start ENTRIES SHOWN

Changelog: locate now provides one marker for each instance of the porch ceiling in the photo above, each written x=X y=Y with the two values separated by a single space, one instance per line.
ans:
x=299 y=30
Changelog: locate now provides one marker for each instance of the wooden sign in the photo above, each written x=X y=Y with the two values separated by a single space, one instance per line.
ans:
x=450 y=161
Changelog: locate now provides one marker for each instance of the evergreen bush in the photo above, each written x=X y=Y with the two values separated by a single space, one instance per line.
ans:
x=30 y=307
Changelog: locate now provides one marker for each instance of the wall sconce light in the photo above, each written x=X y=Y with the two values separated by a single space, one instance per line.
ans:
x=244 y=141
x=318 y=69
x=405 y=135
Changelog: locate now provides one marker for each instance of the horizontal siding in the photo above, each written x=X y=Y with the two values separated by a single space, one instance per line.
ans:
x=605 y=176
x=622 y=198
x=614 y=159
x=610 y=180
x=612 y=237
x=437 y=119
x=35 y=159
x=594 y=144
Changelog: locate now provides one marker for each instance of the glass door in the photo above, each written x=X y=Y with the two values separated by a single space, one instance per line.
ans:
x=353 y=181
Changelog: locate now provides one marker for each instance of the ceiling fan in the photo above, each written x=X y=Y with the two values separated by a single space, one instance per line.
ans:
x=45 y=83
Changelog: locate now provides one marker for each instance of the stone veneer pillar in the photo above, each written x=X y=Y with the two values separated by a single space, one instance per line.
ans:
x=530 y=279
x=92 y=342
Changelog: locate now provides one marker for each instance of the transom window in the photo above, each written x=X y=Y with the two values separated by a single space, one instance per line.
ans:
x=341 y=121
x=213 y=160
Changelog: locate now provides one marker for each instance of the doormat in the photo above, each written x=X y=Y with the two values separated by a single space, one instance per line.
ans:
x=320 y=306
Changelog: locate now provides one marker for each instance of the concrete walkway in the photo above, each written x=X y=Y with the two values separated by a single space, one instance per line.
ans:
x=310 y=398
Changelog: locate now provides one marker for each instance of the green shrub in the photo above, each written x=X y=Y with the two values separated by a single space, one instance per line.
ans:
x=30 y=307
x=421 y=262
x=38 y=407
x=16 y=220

end ENTRIES SHOWN
start ENTRIES SHOWN

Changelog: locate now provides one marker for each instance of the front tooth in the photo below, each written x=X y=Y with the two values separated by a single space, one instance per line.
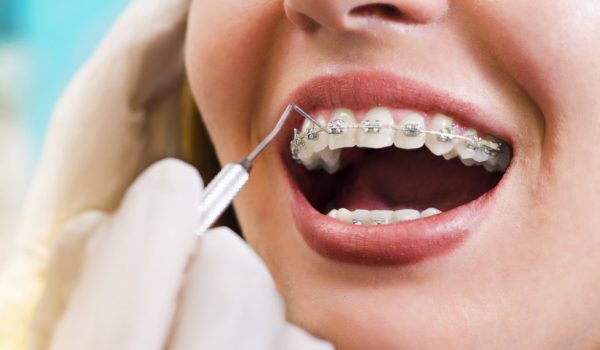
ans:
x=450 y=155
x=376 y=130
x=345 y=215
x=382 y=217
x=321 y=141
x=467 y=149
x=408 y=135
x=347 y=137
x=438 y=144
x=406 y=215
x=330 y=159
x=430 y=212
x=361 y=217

end ENTRIES SHOWN
start ENTRIES SHOWN

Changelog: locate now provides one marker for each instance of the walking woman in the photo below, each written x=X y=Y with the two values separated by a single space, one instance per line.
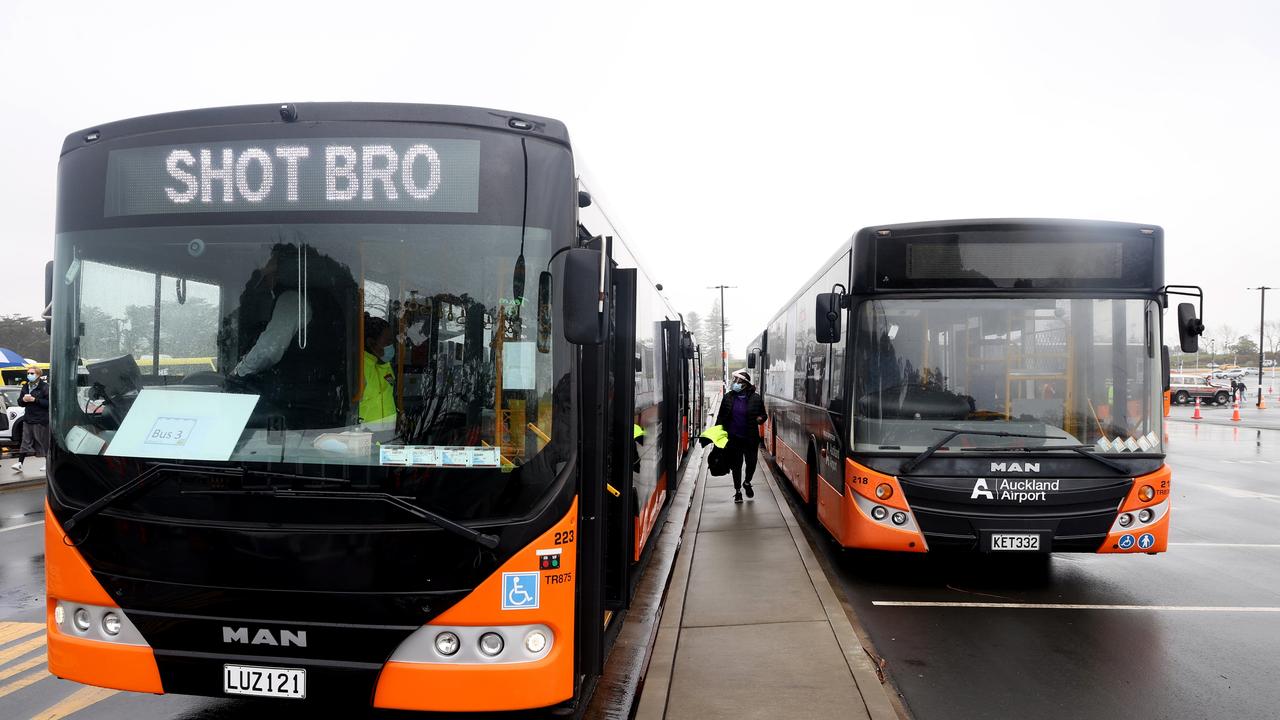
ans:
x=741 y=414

end ENTRIES SHOWN

**WORK TO DO**
Please edit the rows starting with the line containing "of the porch" and ending with the line containing "x=594 y=144", changing "wooden sign" to "painted sign" and keeping everything else the same. Return only those rows.

**REPLY**
Changelog: locate now provides one marker for each instance of the porch ceiling in the photo above, each written x=X y=Y with the two values separated by a single space, one instance per line.
ans:
x=299 y=30
Changelog: locate now provides one marker for each instance of the painted sign in the photo above, each written x=X y=Y with the two values separated by a single space, one instance per line.
ans:
x=450 y=161
Changelog: locate now provides one marker for each instance of the evergreen bush in the photo above, each written x=X y=Y with the two values separated by a single space, one instance per line.
ans:
x=30 y=307
Changelog: locate now provides one marker for each instance of the wall sconce light in the photo above, each written x=X y=Y with the two values separated by a single space, one instance per line.
ans:
x=244 y=141
x=318 y=69
x=405 y=135
Changelog: locate now provides one marker for each instance of the horizontal siding in the photo above, each written x=X y=Y with the two values separated by a single space, one instance per line.
ans:
x=605 y=176
x=622 y=198
x=614 y=159
x=610 y=180
x=612 y=237
x=437 y=119
x=35 y=159
x=594 y=144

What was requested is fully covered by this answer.